What you are asked to do: Give every line of the rows below as a JSON list of strings, one string per line, with blank lines left out. Leave the pictures out of the answer.

»»

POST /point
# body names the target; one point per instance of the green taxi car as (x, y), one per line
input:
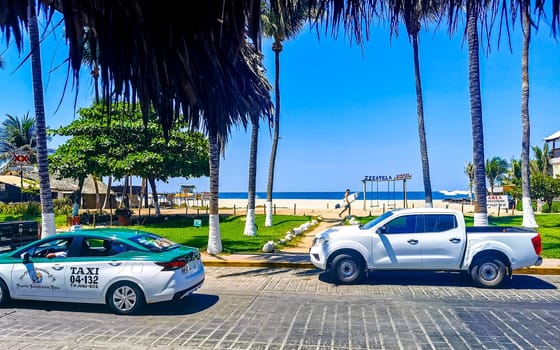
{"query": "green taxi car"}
(122, 268)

««

The output:
[
  "POST /point",
  "# body names the target; one point per instance of the green taxi car as (x, y), one per line",
  "input:",
  "{\"query\": \"green taxi car\"}",
  "(122, 268)"
]